» **Supplied text**
The National Crime statistics for 2017 - 2018 were just released. This eagerly awaited dataset often paints a disturbing picture of crime in South Africa. According to the data, 57 people are murdered in South Africa everyday, the majority in the Western Cape. Ignoring the seriousness of the data, I am going to use it to demonstrate a useful technique that can help make your dataset more machine-friendly.
You can download the raw data here if you want to follow along.
I’m using LibreOffice so the first few steps might be different in Excel (actually, there is a chance you can do this in Excel anyway but I’m not sure). In the .xlsx file you will see three sheets with summary information. The data contains information on crimes for years between 2008 and 2017. Looking at the station statistics sheet, you see raw figures per police station. Nice, but not useful for analysis across police stations or geographical areas.
Luckily you can find the complete raw data in a hidden tab. Right click on the tabs at the bottom and you get an option Show Sheet….
Selecting that option you are shown a list of all of the hidden sheets. In this case, we want the Stations ten years period sheet.

» **Aim of the exercise**
Copy the crime statistics walkthrough from "Luckily you can" up to and including "years period sheet.", swapping every "hidden" for "concealed".

» **Supplied records**
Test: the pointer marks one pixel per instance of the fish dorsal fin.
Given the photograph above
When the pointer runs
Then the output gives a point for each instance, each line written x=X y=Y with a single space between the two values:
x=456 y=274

» **Reply to the exercise**
Luckily you can find the complete raw data in a concealed tab. Right click on the tabs at the bottom and you get an option Show Sheet….
Selecting that option you are shown a list of all of the concealed sheets. In this case, we want the Stations ten years period sheet.